# Data section
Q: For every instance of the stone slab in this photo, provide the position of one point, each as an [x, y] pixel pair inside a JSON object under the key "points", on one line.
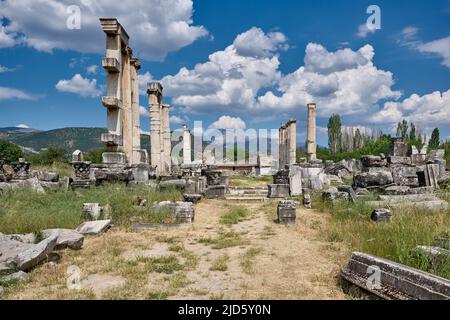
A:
{"points": [[396, 281]]}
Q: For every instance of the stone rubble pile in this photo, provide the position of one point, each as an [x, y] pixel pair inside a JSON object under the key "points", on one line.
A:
{"points": [[21, 176]]}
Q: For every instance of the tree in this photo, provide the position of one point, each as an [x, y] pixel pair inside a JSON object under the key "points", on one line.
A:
{"points": [[412, 133], [10, 152], [435, 141], [334, 133], [358, 141]]}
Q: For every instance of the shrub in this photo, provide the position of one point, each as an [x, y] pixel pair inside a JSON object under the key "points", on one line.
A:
{"points": [[10, 152]]}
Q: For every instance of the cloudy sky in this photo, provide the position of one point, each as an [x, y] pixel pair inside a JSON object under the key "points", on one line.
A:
{"points": [[238, 64]]}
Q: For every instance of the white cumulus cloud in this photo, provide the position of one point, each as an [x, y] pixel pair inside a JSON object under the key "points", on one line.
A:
{"points": [[79, 85], [227, 122], [427, 111], [230, 78], [156, 27], [11, 93]]}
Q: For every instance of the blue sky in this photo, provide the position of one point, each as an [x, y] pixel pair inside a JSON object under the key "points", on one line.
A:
{"points": [[268, 60]]}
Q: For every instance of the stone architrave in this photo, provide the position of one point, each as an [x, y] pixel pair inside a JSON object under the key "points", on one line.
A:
{"points": [[311, 132], [122, 99], [186, 145], [154, 91], [295, 180], [166, 138]]}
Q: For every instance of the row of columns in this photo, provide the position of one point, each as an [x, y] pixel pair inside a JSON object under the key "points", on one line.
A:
{"points": [[160, 137], [287, 137], [122, 97]]}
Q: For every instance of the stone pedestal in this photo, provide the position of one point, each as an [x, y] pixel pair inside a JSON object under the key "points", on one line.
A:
{"points": [[22, 170], [286, 212], [311, 132], [278, 190]]}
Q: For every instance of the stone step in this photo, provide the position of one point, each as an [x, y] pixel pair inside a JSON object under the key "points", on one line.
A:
{"points": [[249, 188], [393, 281], [246, 198]]}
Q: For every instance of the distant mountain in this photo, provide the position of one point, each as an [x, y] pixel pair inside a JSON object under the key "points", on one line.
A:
{"points": [[84, 139], [18, 129]]}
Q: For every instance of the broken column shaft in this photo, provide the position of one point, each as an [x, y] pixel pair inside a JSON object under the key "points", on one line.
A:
{"points": [[311, 132], [154, 90]]}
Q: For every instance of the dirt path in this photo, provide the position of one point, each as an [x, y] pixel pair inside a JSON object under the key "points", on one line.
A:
{"points": [[254, 259]]}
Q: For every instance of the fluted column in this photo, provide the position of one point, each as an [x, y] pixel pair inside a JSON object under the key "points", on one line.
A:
{"points": [[154, 91], [311, 132], [186, 145]]}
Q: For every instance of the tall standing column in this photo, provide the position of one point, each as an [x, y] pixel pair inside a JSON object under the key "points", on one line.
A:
{"points": [[311, 132], [136, 136], [165, 131], [154, 91], [186, 145], [280, 148], [127, 122], [116, 41], [292, 141]]}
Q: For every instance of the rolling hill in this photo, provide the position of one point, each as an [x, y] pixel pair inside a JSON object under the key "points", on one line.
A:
{"points": [[84, 139]]}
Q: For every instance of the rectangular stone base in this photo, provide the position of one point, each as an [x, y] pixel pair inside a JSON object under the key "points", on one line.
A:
{"points": [[278, 190], [286, 212], [114, 157], [215, 192], [394, 281]]}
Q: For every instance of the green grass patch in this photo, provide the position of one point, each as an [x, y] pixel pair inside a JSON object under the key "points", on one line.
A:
{"points": [[394, 240], [220, 263], [242, 181], [234, 215], [224, 240], [158, 295], [248, 259], [23, 211]]}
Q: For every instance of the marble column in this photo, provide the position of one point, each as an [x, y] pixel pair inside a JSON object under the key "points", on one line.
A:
{"points": [[311, 132], [137, 155], [292, 142], [165, 132], [127, 120], [116, 41], [154, 91], [186, 145]]}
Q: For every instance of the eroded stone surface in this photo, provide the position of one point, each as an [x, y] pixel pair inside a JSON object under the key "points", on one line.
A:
{"points": [[94, 227]]}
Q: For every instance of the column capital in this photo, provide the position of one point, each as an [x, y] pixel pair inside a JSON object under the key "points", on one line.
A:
{"points": [[154, 88], [111, 26]]}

# Instructions to follow
Extract the entries in full, exactly as they are, minus the pictures.

# Written solution
Q: For every instance of the stone slab in this photo, provide the position of one point, each as an [x, y] pixel pair inside a JSON object under the key "points", on one line.
A:
{"points": [[396, 281]]}
Q: For every instance of the stone rubble pile in this photo, provide the position of one point, each as an [x, y] pixel pair inside a JSON object under the key "points", on one line.
A:
{"points": [[21, 176]]}
Q: For every instance of the tree in this photo, provide the position of one point, each as an [x, y] pixel pair inside a JSON object under the key "points", on one line.
A:
{"points": [[412, 133], [10, 152], [435, 141], [334, 133], [358, 141]]}
Q: For every instance of the shrub in this photo, provide the position of one point, each as an [x, y] pixel pair inside a JSON object under the key "points", on one line.
A:
{"points": [[10, 152]]}
Q: For every instance of the cloudy sky in this photo, provide the position of one point, each as an [x, y] pixel pair inside a JSON object under the key "points", on one line.
A:
{"points": [[238, 64]]}
Q: For every instance of the white cumulus cloud in this photo, provide the position of one point, each as an [x, y] pixel pair inside a JSON object under the key "points", on one line.
A:
{"points": [[79, 85], [227, 122], [427, 111], [230, 78], [156, 27], [11, 93]]}
Q: For every instance of the blue sky in this photo, provide the position of one point, each as an [x, y] pixel pair inside a JSON object under the key "points", on one line.
A:
{"points": [[268, 60]]}
Q: For every instance of the stone architrave in this photo, provide the position of one point, each as an [x, y] pixel pair inside a JSON object under the key "points", on one line.
A:
{"points": [[311, 132], [122, 99], [186, 145], [154, 91], [295, 180], [166, 138]]}
Q: For every instance of the row of columns in this photo, provide the position of one point, each as an [x, y] pixel pair inside a JSON object under the key "points", on one line.
A:
{"points": [[160, 137], [287, 137], [122, 97]]}
Q: For every instance of the stone pedestal in this photo, provide the position of one point, each as an [x, y] pixel pair inside a JSON object under the key "points", on one line.
A:
{"points": [[22, 170], [286, 212], [311, 132], [278, 190]]}
Q: For every instance of the stone step in this photo, provide the position of one point, each as an [x, y] pixel pair inside a JSON object under the key "points", on one line.
A:
{"points": [[249, 188], [393, 281], [246, 198]]}
Q: For every instance of the distant mountain in this photo, provide the position of one point, each as an [x, y] pixel pair inside a JSON object under the key "points", on one line.
A:
{"points": [[84, 139], [18, 129]]}
Q: For every instance of the broken column shaft in this photo, provide the position of one point, each as an [x, y] pixel pair inside a JSON object under the key "points", on one line.
A:
{"points": [[311, 132], [154, 90]]}
Q: For every instance of the dirt path in this photo, provide the position of one point, each as an [x, y] pixel pair inside a JSON object under the key "points", on one line.
A:
{"points": [[254, 259]]}
Q: For every instance of the fluted column in this photo, provide the position of one point, each as an [x, y] pixel pair inside a JSON object under the key "points", on one line.
A:
{"points": [[154, 91], [311, 132], [186, 145]]}
Q: For every instance of the tall standing column in this photo, provide the position of one point, each as an [x, y] pixel pair inside a JSON object under the key "points", on one line.
A:
{"points": [[311, 132], [136, 136], [165, 131], [154, 91], [186, 145], [280, 148], [127, 122], [116, 41], [292, 141]]}
Q: For every instance of the rolling hill in this photo, provide the position of one point, each as an [x, y] pixel pair inside a JSON object under the key "points", on one line.
A:
{"points": [[84, 139]]}
Q: For every instance of the rectangular stone base in this photo, provide the position of one point, each as an [x, y] pixel pair inside a JSON object under the key "points", on one line.
A:
{"points": [[278, 190], [286, 212], [114, 157], [215, 192], [394, 281]]}
Q: For every instance of the green grass patch in this photo, provide the position of one point, each as an [x, y] pixel pair inside a JSON object under the key "points", on one line.
A:
{"points": [[394, 240], [220, 263], [242, 181], [234, 215], [224, 240], [158, 295], [248, 259], [23, 211]]}
Q: For every instance of the marble column in this photo, provide the position of one point, each as an [x, y] pixel pair inside a JSON object under the key "points", on one line.
A:
{"points": [[311, 132], [137, 155], [292, 142], [165, 132], [127, 120], [116, 41], [154, 91], [186, 145]]}
Q: For every instance of the eroded stone surface in this photo, provide the position of one point, each as an [x, y] pixel pair inside a JSON object under the key "points", on one line.
A:
{"points": [[94, 227]]}
Q: For every instance of the column capital in this photo, provide the position of one point, each as an [x, y] pixel pair inside a JSON object under the key "points", on one line.
A:
{"points": [[154, 88], [111, 26]]}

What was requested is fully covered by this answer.